- [Listed records]
——————————

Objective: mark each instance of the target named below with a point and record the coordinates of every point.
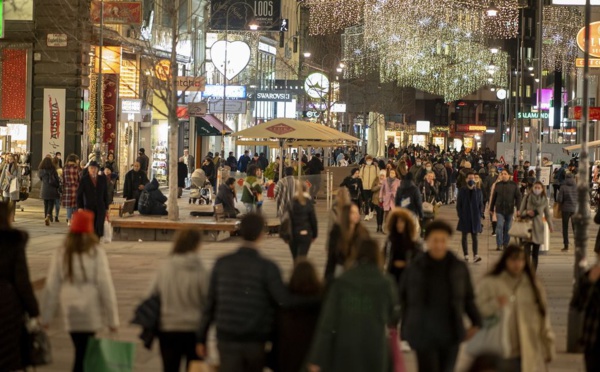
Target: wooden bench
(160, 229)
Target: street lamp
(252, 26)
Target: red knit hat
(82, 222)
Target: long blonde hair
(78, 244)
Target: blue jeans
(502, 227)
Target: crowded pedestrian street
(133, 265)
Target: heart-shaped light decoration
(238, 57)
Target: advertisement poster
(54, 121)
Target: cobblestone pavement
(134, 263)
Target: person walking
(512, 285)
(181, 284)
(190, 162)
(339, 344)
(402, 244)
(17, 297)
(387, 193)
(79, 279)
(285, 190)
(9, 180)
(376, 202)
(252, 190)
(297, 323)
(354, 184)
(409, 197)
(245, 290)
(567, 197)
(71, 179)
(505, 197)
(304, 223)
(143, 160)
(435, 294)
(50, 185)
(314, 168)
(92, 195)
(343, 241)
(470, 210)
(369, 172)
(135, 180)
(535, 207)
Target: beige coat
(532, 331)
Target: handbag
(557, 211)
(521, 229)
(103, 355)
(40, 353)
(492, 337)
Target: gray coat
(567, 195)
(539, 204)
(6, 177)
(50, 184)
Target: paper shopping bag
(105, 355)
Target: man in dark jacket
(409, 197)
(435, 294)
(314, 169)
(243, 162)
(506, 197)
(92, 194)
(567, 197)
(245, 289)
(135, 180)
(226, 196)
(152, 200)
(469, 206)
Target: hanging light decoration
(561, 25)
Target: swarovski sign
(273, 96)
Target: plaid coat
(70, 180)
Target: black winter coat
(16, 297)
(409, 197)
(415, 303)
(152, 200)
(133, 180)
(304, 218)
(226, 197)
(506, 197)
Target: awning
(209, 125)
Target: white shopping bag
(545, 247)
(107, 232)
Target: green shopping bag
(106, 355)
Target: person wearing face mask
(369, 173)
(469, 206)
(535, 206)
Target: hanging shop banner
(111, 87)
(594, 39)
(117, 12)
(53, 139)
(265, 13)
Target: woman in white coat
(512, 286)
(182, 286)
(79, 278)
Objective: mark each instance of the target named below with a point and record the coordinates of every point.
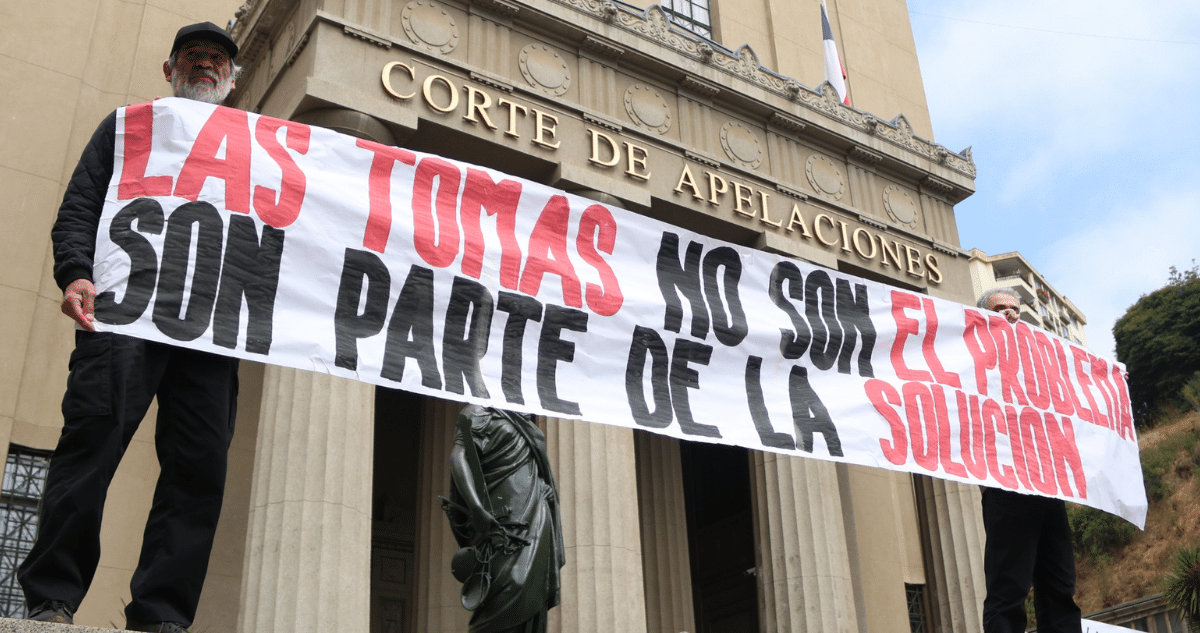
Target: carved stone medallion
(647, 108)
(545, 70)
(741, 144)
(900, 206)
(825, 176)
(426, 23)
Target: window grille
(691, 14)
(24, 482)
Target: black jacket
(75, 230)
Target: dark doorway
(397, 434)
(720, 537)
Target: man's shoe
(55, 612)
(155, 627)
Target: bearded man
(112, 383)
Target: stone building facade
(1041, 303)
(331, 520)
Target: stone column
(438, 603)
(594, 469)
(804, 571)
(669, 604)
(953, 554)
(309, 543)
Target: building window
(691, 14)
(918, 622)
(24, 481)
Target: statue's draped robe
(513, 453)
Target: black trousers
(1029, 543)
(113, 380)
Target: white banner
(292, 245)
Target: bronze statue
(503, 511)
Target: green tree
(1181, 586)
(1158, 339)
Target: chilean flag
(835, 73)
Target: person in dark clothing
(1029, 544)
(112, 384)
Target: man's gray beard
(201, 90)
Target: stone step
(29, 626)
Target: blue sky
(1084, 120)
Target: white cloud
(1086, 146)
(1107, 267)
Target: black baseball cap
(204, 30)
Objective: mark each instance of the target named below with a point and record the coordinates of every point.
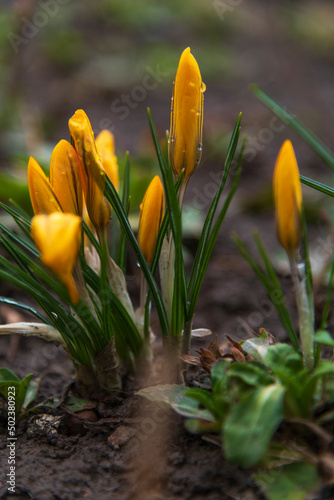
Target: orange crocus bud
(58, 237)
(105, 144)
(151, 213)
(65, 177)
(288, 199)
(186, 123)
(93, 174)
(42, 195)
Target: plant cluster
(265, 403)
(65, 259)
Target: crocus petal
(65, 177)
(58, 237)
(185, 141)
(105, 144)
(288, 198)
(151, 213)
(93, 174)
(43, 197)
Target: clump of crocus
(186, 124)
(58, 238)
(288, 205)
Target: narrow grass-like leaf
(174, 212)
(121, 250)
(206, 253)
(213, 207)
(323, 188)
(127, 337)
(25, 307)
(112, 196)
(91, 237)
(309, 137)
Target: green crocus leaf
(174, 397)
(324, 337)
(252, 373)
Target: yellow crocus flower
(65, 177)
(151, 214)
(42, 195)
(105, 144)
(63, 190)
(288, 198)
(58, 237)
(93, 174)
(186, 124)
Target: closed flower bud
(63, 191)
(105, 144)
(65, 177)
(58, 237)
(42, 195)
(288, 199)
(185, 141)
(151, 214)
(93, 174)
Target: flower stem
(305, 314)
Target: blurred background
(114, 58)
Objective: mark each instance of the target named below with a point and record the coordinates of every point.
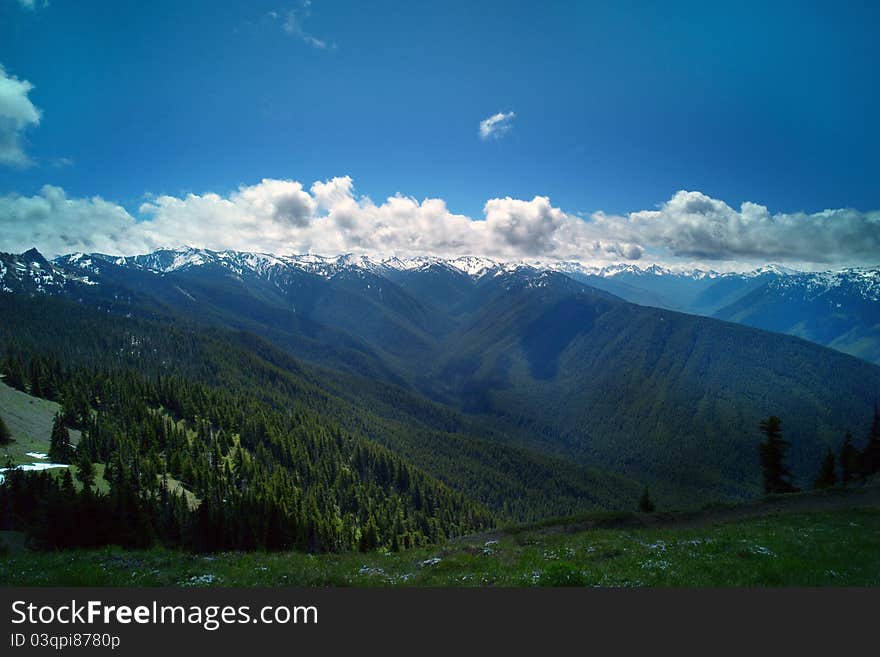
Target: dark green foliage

——————————

- [Task] Output each line above exactly. Skip the images.

- [Written solution]
Objective: mark each instance of the target named below with a point and record the coordinates of every point.
Target: wooden bench
(160, 229)
Target: street lamp
(252, 26)
Target: red knit hat
(82, 222)
Target: long blonde hair
(78, 244)
Target: blue jeans
(502, 227)
Target: crowded pedestrian street
(133, 265)
Target: heart-shaped light decoration
(238, 57)
Target: advertisement poster
(54, 121)
Target: cobblestone pavement
(134, 263)
Target: person walking
(512, 285)
(181, 284)
(190, 162)
(339, 344)
(402, 244)
(17, 297)
(387, 193)
(79, 279)
(285, 190)
(9, 180)
(376, 202)
(252, 190)
(297, 323)
(354, 184)
(409, 197)
(245, 290)
(567, 197)
(71, 179)
(505, 197)
(304, 223)
(143, 160)
(435, 294)
(50, 185)
(314, 168)
(92, 195)
(343, 241)
(470, 210)
(369, 172)
(135, 180)
(535, 207)
Target: beige coat
(532, 331)
Target: handbag
(557, 211)
(521, 229)
(103, 355)
(40, 353)
(492, 337)
Target: gray coat
(567, 195)
(539, 204)
(6, 177)
(50, 184)
Target: paper shopping bag
(105, 355)
Target: man in dark jacket
(409, 197)
(435, 294)
(314, 169)
(243, 162)
(506, 197)
(92, 194)
(567, 197)
(245, 289)
(135, 180)
(226, 196)
(152, 200)
(469, 206)
Target: hanging light decoration
(561, 25)
Target: swarovski sign
(273, 96)
Target: plaid coat
(70, 180)
Target: black winter coat
(16, 297)
(409, 197)
(415, 303)
(152, 200)
(133, 180)
(304, 218)
(226, 197)
(506, 197)
Target: awning
(209, 125)
Target: white shopping bag
(545, 247)
(107, 232)
Target: green shopping bag
(106, 355)
Target: person wearing face mask
(369, 173)
(469, 206)
(535, 206)
Target: hanging shop banner
(111, 87)
(594, 39)
(117, 12)
(53, 139)
(265, 13)
Target: woman in white coat
(512, 286)
(182, 286)
(79, 278)
Objective: mark each instance of the target named below with a point and record the coordinates of every point.
Target: carved stone medallion
(647, 108)
(545, 70)
(741, 144)
(900, 206)
(825, 176)
(426, 23)
Target: window grille
(691, 14)
(24, 482)
Target: black jacket
(75, 230)
Target: dark doorway
(397, 434)
(720, 537)
Target: man's shoe
(55, 612)
(155, 627)
Target: bearded man
(112, 383)
Target: stone building facade
(1041, 303)
(331, 520)
Target: stone column
(438, 603)
(594, 469)
(804, 571)
(669, 604)
(953, 554)
(309, 543)
Target: building window
(691, 14)
(918, 622)
(24, 481)
Target: statue's draped robe
(513, 453)
Target: black trousers
(1029, 543)
(113, 380)
Target: white banner
(292, 245)
Target: bronze statue
(503, 511)
Target: green tree
(1181, 586)
(1158, 339)
Target: chilean flag
(835, 73)
Target: person in dark clothing
(1029, 544)
(112, 384)
Target: man's gray beard
(201, 90)
Target: stone step
(29, 626)
Target: blue sky
(1084, 120)
Target: white cloud
(1086, 146)
(1107, 267)
Target: black baseball cap
(204, 30)
Objective: mark each instance of the target named below with a point and record the coordinates of every point.
Target: orange crocus bud
(58, 237)
(105, 144)
(151, 213)
(65, 177)
(288, 199)
(186, 123)
(93, 174)
(42, 195)
Target: plant cluster
(265, 403)
(65, 259)
Target: crocus petal
(65, 177)
(58, 237)
(185, 141)
(105, 144)
(288, 198)
(151, 213)
(93, 174)
(43, 197)
Target: clump of crocus
(186, 124)
(58, 238)
(288, 205)
Target: narrow grass-like leaf
(174, 212)
(121, 250)
(206, 253)
(213, 207)
(323, 188)
(127, 337)
(25, 307)
(112, 196)
(91, 237)
(309, 137)
Target: green crocus leaf
(174, 397)
(324, 337)
(252, 373)
Target: yellow crocus flower
(65, 177)
(151, 214)
(42, 195)
(105, 144)
(63, 190)
(288, 198)
(58, 237)
(93, 174)
(186, 124)
Target: closed flower bud
(63, 191)
(105, 144)
(65, 177)
(58, 237)
(42, 195)
(288, 199)
(185, 141)
(151, 214)
(93, 174)
Target: flower stem
(305, 314)
Target: blurred background
(114, 58)
Objective: mark each instance of the target named below with a point and record the coordinates of every point.
Target: dark green foliage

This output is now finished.